* _Jobs_
A: For each statement, say whether the Azawakh text agrees (yes or no) and quote the words of the text that decide it: (i) Azawakh litters usually number 4 to 6 puppies; (ii) the Azawakh looks to its master for instructions; (iii) Azawakh are inherently aggressive toward strangers.
B: Starting at the beginning of the saved entries and ending at the line that contains "[58, 8, 80, 55]", rewrite those lines with "Audit flag" changed to "Review note" and nothing else altered. Leave the pictures out.

Like the Basenji, the Azawakh bitch often has a single annual estrus. Unassisted birth of healthy puppies is the norm. Litter sizes are usually from 4 to 6 puppies but litters as small as 1 and as large as 8 occur.

Azawakh need a fairly high level of exercise and should have regular runs off lead in large enclosed areas to run off steam. The dogs are very social and emotional. They need a master that provides firm but fair leadership. Azawakh thrive companionship of other Azawakh.

Azawakh Temperament

Unlike other sighthounds, the primary function of the Azawakh in his native land is that of protector. He develops an intense bond with his owner, yet does not look to his master for instructions. Azawakh are a study in opposing tensions: attentive yet aloof, affectionate yet fierce, refined yet rugged. With those they accept, Azawakh are gentle and extremely affectionate. With strangers many are reserved and prefer not to be touched, but are not inherently aggressive. Although raised to protect livestock, they do not have innate aggression toward canine nor human unless they are threatened.

[Saved entries]
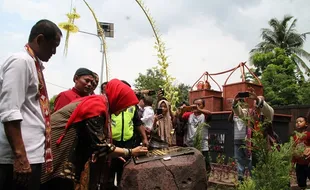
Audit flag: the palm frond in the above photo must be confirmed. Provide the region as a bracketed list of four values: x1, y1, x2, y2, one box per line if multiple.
[291, 54, 310, 74]
[300, 32, 310, 40]
[280, 15, 297, 28]
[291, 48, 310, 61]
[269, 18, 280, 31]
[261, 28, 277, 44]
[286, 19, 297, 34]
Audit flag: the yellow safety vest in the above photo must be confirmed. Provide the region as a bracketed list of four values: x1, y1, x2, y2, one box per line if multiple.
[111, 106, 136, 141]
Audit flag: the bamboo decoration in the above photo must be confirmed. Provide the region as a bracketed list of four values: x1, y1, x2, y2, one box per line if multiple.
[83, 0, 109, 81]
[136, 0, 178, 110]
[58, 8, 80, 56]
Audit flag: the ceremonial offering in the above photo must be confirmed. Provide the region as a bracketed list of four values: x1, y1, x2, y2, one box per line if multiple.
[133, 146, 195, 164]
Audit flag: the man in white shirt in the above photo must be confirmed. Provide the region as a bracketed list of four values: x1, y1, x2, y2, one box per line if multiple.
[0, 20, 62, 190]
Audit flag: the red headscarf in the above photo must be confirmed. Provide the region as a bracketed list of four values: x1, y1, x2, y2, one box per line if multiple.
[57, 79, 139, 144]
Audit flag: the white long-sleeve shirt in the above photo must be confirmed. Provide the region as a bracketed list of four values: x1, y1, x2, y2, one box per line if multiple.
[141, 106, 154, 130]
[0, 51, 45, 164]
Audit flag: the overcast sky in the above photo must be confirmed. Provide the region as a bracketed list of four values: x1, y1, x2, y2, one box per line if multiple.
[0, 0, 310, 97]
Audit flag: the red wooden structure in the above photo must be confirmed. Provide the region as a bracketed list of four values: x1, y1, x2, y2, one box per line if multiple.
[189, 62, 263, 112]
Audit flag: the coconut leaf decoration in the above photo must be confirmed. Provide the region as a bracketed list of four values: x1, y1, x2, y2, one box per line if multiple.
[58, 8, 80, 55]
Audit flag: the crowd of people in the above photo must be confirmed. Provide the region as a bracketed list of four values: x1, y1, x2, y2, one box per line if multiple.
[229, 92, 310, 189]
[0, 20, 211, 190]
[0, 20, 310, 190]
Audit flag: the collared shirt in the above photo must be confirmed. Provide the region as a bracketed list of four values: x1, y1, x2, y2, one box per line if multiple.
[54, 87, 83, 112]
[0, 52, 45, 164]
[141, 106, 154, 130]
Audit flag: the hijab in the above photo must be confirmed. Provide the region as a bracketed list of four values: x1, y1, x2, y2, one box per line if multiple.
[57, 79, 138, 144]
[157, 100, 173, 145]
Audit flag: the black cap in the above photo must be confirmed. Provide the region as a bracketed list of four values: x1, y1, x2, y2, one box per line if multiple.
[73, 68, 94, 82]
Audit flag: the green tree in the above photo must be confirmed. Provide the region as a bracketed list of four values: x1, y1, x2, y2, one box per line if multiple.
[135, 67, 164, 90]
[177, 83, 191, 102]
[253, 48, 304, 105]
[299, 79, 310, 105]
[135, 67, 190, 106]
[250, 15, 310, 75]
[50, 95, 57, 112]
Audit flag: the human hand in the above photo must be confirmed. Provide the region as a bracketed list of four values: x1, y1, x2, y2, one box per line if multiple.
[190, 104, 198, 110]
[131, 146, 148, 156]
[118, 157, 126, 163]
[142, 139, 149, 147]
[13, 154, 32, 187]
[154, 114, 164, 122]
[249, 92, 259, 101]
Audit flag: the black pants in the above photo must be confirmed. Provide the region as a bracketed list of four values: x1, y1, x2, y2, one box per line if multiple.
[0, 164, 42, 190]
[296, 164, 310, 188]
[40, 177, 74, 190]
[109, 138, 134, 187]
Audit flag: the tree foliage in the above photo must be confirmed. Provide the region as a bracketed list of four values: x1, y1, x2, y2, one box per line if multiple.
[135, 67, 190, 103]
[135, 67, 164, 90]
[136, 0, 178, 109]
[253, 48, 309, 105]
[251, 15, 310, 75]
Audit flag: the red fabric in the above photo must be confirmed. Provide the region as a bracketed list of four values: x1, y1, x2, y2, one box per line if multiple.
[54, 87, 82, 112]
[57, 79, 139, 144]
[293, 131, 310, 164]
[182, 112, 192, 120]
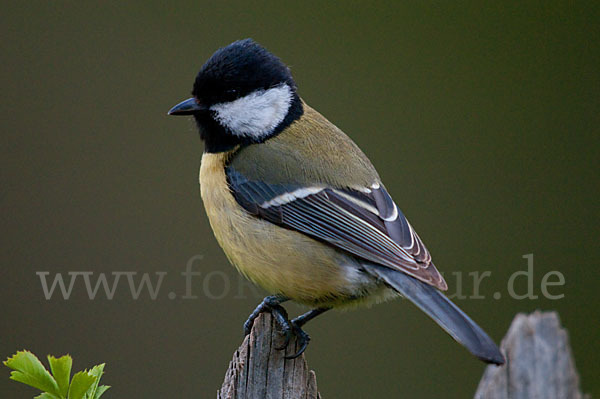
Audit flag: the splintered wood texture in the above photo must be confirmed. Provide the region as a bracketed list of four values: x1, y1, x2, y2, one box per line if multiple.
[475, 312, 584, 399]
[217, 313, 321, 399]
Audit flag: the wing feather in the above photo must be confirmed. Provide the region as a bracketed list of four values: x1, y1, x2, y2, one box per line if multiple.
[226, 166, 447, 290]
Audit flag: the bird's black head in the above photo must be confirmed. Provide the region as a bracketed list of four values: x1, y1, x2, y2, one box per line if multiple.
[169, 39, 303, 152]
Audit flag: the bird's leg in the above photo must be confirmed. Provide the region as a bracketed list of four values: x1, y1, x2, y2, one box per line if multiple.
[277, 308, 331, 359]
[244, 295, 292, 335]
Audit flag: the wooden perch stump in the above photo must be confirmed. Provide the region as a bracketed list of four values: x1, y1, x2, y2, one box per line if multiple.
[217, 313, 321, 399]
[217, 312, 586, 399]
[475, 311, 584, 399]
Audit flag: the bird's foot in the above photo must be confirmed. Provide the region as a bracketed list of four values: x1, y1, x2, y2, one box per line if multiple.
[244, 295, 291, 335]
[244, 295, 310, 359]
[275, 319, 310, 359]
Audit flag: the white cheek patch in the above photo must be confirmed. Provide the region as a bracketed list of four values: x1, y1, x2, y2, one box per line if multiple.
[210, 84, 293, 139]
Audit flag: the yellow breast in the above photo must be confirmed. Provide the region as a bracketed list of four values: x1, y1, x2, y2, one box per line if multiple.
[200, 153, 366, 305]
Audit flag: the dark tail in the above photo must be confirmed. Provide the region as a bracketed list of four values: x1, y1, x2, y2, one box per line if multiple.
[365, 264, 504, 364]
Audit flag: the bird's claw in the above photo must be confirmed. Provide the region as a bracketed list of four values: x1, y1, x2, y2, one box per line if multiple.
[244, 296, 314, 359]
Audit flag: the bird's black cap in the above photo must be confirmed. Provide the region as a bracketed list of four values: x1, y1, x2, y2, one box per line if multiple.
[169, 39, 304, 152]
[192, 39, 296, 106]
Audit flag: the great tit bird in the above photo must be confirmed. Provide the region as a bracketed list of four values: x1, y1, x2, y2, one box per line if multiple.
[169, 39, 504, 364]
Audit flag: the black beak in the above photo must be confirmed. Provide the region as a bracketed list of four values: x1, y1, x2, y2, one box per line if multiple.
[167, 97, 206, 116]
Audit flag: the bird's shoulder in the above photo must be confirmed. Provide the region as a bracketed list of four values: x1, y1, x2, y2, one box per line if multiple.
[228, 103, 380, 187]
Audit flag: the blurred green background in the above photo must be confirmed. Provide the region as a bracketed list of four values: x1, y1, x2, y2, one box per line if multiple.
[0, 1, 600, 398]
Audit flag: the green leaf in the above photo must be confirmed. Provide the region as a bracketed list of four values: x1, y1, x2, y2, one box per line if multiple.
[91, 385, 110, 399]
[4, 351, 60, 397]
[33, 392, 64, 399]
[85, 363, 105, 399]
[48, 355, 73, 398]
[68, 371, 96, 399]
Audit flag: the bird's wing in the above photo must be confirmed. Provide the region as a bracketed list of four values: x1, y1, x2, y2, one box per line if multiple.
[226, 165, 447, 290]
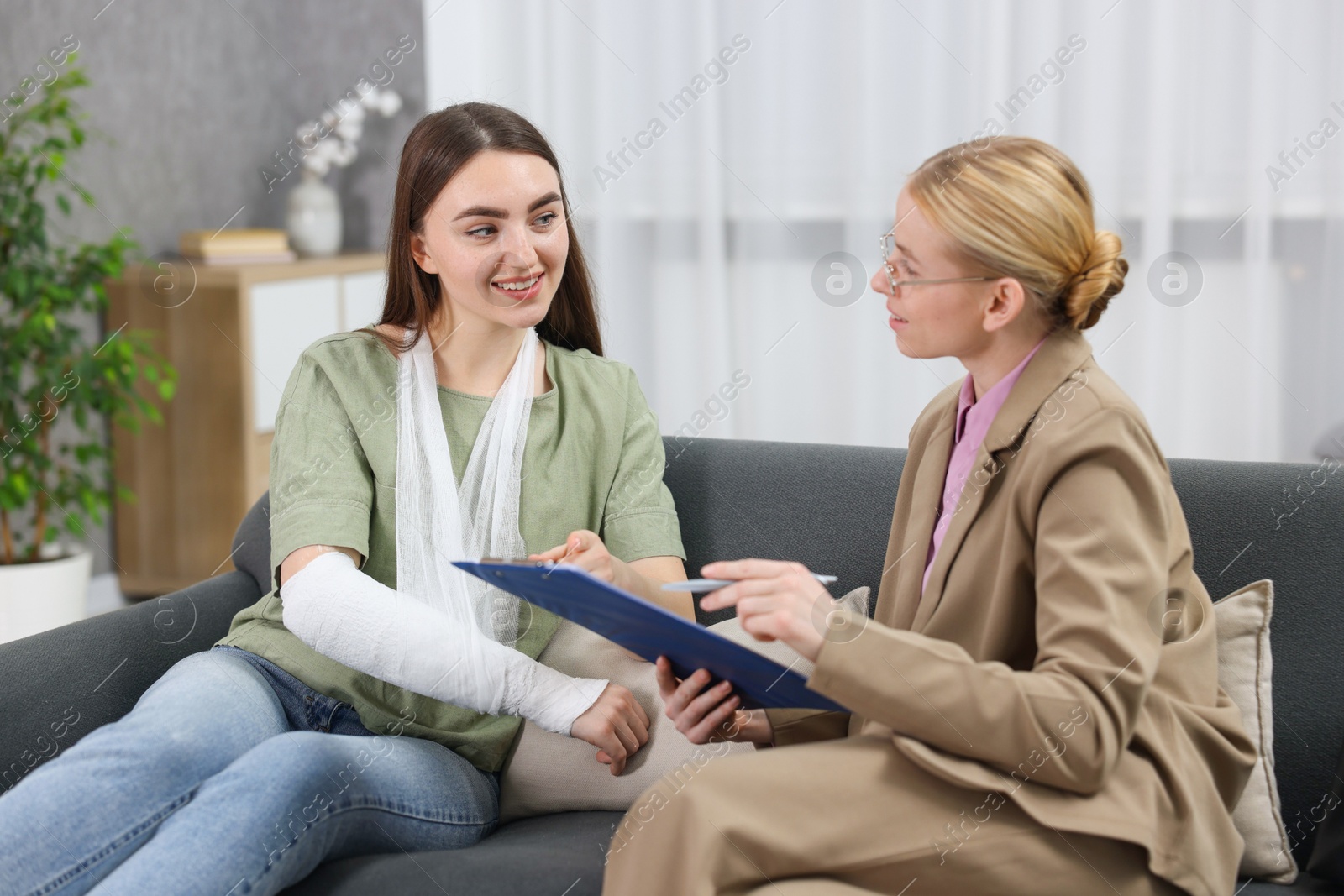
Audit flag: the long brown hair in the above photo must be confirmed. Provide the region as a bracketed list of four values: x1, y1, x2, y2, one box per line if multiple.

* _Exercise results_
A:
(i) Yes: "Litter sizes are usually from 4 to 6 puppies"
(ii) No: "yet does not look to his master for instructions"
(iii) No: "With strangers many are reserved and prefer not to be touched, but are not inherently aggressive."

B:
Review note: the palm frond in the above photo must be confirmed. Provide the region as a bracketed list of four values: x1, y1, x2, y2, one box per line if multiple.
[291, 54, 310, 74]
[300, 32, 310, 40]
[280, 15, 297, 28]
[291, 48, 310, 61]
[269, 18, 280, 31]
[261, 28, 277, 44]
[286, 19, 297, 34]
Review note: the yellow safety vest in the above photo must be confirmed. Provide the region as a bracketed list of four values: x1, y1, x2, y2, one box per line if multiple.
[111, 106, 136, 141]
Review note: the bamboo decoration in the above photo must be confirmed. Provide the region as a bracketed list of four values: x1, y1, x2, y2, one box per line if multiple.
[83, 0, 109, 81]
[136, 0, 178, 110]
[58, 8, 80, 56]
Review note: the ceremonial offering in the above photo must be confirmed. Provide the region as a bracketed list of four values: x1, y1, x2, y2, one box per line if multiple.
[133, 146, 195, 164]
Review note: the man in white shirt in the above photo must be confirmed. Provide the region as a bracketed list of four values: x1, y1, x2, y2, one box per line if multiple.
[0, 20, 62, 190]
Review note: the red headscarf in the above photo must be confirmed. Provide the region as a bracketed list of four values: x1, y1, x2, y2, one box per line if multiple.
[57, 79, 139, 144]
Review note: the white long-sleeve shirt in the above photo must be confirmed. Provide the region as a bracketed list of four values: x1, y1, x2, y2, one box per line if multiple.
[141, 106, 154, 130]
[0, 51, 45, 164]
Review note: the overcast sky in the above photo must be confirmed. Provide the region as a bracketed list of four values: x1, y1, x2, y2, one box per line if multiple.
[0, 0, 310, 97]
Review note: the red wooden structure in the above photo must be confirmed. Provide the region as a bracketed list of four values: x1, y1, x2, y2, one box per line if multiple.
[189, 62, 263, 112]
Review note: the coconut leaf decoration in the above photo must be confirmed. Provide the region as a bracketed list of four values: x1, y1, x2, y2, one box per line if multiple.
[58, 8, 80, 55]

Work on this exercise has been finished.